La complexité de la mise au point de ce programme ne témoigne-t-elle pas de la fin d’un consensus général sur l’Europe en Belgique ?

Il reste un consensus général sur les qualités de l’Union européenne et sur ce qu’elle apporte à nos concitoyens, mais dès qu’on parle idéologie, les idéologues de droite et de gauche ressortent leurs thématiques privilégiées, sur la stratégie économique, sur l’immigration, sur les services. C’est même du fétichisme ! C’est la raison pour laquelle la rédaction du programme a pris du temps: il fallait trouver le mot qui permette le compromis ou les deux phrases qui s’équilibrent l’une l’autre. Rien que les dix pages du cadre stratégique du programme nous ont demandé cent heures de négociations !

N’y a-t-il pas un paradoxe pour un pays affaibli par des forces centrifuges à prendre la présidence d’une Union qui a pour devise “l’unité dans la diversité” ? Le message belge est-il crédible ?

Venir avec un programme malgré tout est un message de crédibilité. Je ne peux empêcher personne à l’étranger de pointer du doigt la Belgique qui veut diriger l’Europe pendant six mois alors qu’elle n’est pas capable de se diriger elle-même C’est impossible, si ce n’est en prouvant notre efficacité dès le 1er juillet. Notre programme, qui s’articule sur cinq grands axes prioritaires, contient surtout des objectifs précis, concrets et réalisables sur lesquels on nous évaluera le 31 décembre.

Au-delà du programme, il y a le message que vous envoyez: Yves Leterme répète que la Belgique sera modeste et essaiera de faire fonctionner la machine institutionnelle. Comment sensibiliser le citoyen avec un degré d’enthousiasme proche de zéro ?

Vous ne m’entendrez critiquer ni le fond ni la forme d’Yves Leterme. Il a eu la bonne réaction au bon moment, en nous demandant à tous de tout faire pour que la préparation de la présidence se termine correctement et d’assumer jusqu’à la dernière minute. Chacun dans notre domaine, nous œuvrons avec dynamisme. Regardez ce qu’il y a sur la table ! Si l’on arrive à faire passer la moitié, ce sera déjà une grosse présidence. On n’est plus dans le glamour ni le bling-bling, on est dans l’action.

Vous préparez cette présidence depuis deux ans et demi et, alors que l’échéance arrive enfin, le gouvernement tombe. Qu’avez-vous ressenti ?

Rien, je fais de la politique et je sais exactement dans quelle pièce je joue. Je n’ai pas été déçu à titre personnel, mais pour tous ceux qui ont mouillé leur maillot pour la préparation de la présidence dans mon cabinet et l’administration, et qui se sont dit que le ciel nous tombait sur la tête.

La Belgique prend la présidence de l’Union au moment où un Belge, Herman Van Rompuy, préside le Conseil européen. Qui des deux tirera le plus profit de cette situation ?

* Entrées enregistrées:
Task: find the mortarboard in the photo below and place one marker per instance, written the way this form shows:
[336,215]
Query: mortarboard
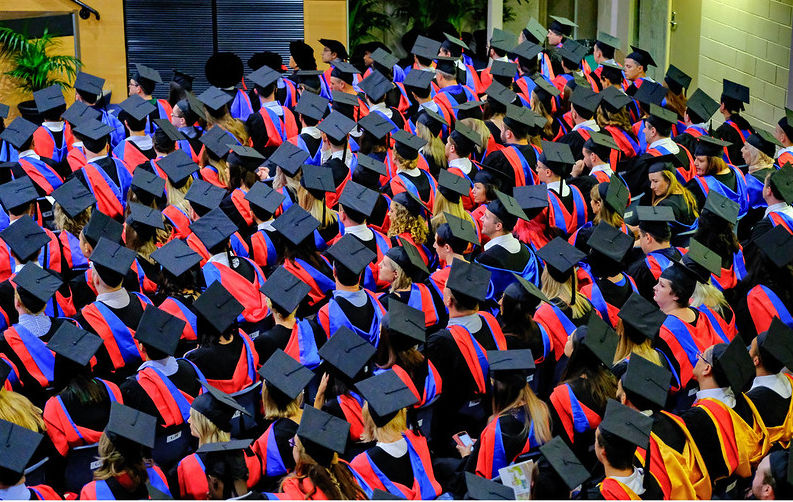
[284,289]
[131,424]
[25,238]
[289,157]
[282,372]
[73,197]
[296,224]
[647,379]
[626,423]
[49,98]
[177,166]
[75,344]
[18,132]
[642,316]
[160,330]
[264,197]
[469,279]
[560,257]
[205,194]
[113,256]
[88,83]
[213,228]
[218,307]
[176,257]
[386,394]
[137,107]
[351,253]
[347,352]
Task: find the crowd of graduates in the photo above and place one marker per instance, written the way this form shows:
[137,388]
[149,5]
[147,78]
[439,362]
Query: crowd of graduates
[380,281]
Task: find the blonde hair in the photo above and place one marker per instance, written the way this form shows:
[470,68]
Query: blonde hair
[207,431]
[372,432]
[19,410]
[563,291]
[403,221]
[434,147]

* Objectifs:
1 - Résumez le texte extrait en deux phrases.
2 - D'après le texte extrait, combien d'heures de négociations les dix pages du cadre stratégique du programme ont-elles demandé ?
3 - Transcrivez le passage du texte extrait situé entre « N’y a-t-il pas » et « est-il crédible ? », ces deux segments inclus.

* Résultats:
1 - Un consensus général subsiste sur les qualités de l'Union européenne, mais les thématiques idéologiques de droite et de gauche ont rendu longue la rédaction du programme de la présidence belge : les dix pages de son cadre stratégique ont exigé cent heures de négociations. Malgré les critiques visant une Belgique incapable de se diriger elle-même, ce programme, articulé sur cinq grands axes prioritaires, contient des objectifs précis, concrets et réalisables sur lesquels le pays sera évalué le 31 décembre.

2 - Cent heures.

3 -
N’y a-t-il pas un paradoxe pour un pays affaibli par des forces centrifuges à prendre la présidence d’une Union qui a pour devise “l’unité dans la diversité” ? Le message belge est-il crédible ?